Exercise details: Look through the entries below. Report each line that has the word "stripe" in it.

Dataset records:
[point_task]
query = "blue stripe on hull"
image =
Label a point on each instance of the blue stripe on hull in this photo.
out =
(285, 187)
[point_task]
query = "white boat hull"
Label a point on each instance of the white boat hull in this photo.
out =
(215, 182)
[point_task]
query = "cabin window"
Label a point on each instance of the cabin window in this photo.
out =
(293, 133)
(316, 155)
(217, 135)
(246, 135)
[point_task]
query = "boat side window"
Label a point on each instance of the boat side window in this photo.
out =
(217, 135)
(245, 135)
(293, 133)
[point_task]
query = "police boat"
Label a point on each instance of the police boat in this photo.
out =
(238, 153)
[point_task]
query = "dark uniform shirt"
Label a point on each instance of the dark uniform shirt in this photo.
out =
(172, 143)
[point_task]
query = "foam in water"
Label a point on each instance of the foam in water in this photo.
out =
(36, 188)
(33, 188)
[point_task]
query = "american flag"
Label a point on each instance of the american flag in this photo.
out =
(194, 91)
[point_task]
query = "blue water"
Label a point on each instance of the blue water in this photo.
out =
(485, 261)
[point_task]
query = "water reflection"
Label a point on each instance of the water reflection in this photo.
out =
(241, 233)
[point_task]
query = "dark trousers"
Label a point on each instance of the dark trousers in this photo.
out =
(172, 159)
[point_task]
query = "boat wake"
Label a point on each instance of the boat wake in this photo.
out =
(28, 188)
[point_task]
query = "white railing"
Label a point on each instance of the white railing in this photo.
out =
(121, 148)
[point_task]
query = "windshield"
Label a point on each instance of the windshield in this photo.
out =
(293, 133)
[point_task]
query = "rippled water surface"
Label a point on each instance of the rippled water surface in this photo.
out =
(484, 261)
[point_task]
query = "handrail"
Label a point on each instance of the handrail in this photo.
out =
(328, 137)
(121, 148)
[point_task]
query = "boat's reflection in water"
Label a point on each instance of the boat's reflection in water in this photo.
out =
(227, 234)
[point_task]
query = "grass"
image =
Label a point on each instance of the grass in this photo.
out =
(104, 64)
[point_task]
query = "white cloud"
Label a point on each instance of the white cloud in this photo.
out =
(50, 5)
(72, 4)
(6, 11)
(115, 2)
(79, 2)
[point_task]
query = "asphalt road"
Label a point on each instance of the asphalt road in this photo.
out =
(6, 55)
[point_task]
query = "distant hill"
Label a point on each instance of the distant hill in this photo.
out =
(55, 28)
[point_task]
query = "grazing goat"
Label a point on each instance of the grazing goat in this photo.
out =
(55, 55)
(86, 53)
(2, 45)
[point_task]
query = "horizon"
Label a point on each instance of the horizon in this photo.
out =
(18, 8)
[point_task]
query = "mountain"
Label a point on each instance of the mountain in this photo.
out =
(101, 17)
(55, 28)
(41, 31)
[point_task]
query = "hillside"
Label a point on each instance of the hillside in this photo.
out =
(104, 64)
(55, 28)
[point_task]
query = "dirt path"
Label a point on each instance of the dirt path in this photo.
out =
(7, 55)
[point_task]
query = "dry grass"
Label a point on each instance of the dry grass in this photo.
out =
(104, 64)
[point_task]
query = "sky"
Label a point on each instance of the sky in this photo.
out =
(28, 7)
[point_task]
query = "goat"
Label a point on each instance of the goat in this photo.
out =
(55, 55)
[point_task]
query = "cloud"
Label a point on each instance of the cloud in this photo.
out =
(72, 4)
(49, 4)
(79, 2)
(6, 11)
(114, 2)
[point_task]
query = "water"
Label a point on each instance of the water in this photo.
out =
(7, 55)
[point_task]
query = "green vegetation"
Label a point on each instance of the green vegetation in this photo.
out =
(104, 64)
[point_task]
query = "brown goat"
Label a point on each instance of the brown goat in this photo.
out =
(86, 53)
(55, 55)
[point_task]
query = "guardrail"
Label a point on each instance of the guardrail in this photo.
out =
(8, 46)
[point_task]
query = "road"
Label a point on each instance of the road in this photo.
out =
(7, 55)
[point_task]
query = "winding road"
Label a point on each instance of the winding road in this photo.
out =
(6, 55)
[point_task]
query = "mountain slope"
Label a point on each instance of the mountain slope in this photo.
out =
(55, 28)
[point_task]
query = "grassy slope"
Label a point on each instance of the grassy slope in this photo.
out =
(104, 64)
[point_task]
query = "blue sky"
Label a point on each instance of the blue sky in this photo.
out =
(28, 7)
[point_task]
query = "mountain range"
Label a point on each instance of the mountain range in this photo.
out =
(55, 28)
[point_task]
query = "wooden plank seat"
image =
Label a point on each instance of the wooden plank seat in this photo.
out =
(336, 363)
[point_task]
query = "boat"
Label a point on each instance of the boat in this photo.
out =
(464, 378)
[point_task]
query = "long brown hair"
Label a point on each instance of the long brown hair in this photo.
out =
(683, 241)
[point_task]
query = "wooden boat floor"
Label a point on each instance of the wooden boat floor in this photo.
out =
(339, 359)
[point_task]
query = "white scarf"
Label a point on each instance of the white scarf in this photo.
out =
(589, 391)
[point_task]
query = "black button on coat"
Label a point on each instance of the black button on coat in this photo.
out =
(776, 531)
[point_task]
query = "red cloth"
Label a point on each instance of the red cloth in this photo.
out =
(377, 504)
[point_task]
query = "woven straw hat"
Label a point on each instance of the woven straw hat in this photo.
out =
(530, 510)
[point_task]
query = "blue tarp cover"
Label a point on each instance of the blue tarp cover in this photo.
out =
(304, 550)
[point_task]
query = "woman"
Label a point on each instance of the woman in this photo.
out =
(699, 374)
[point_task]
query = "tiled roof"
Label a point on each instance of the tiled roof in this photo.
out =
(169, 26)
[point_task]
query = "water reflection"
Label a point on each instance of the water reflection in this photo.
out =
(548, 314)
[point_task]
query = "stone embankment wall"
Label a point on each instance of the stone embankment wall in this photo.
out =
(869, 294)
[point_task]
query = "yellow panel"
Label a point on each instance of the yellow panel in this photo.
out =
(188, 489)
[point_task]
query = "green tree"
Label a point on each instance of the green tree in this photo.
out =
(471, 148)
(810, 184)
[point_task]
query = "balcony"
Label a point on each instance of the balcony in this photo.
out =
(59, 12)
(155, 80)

Output for this task:
query = "blue stripe on hull"
Label a point on each instance of the blue stripe on hull in this photo.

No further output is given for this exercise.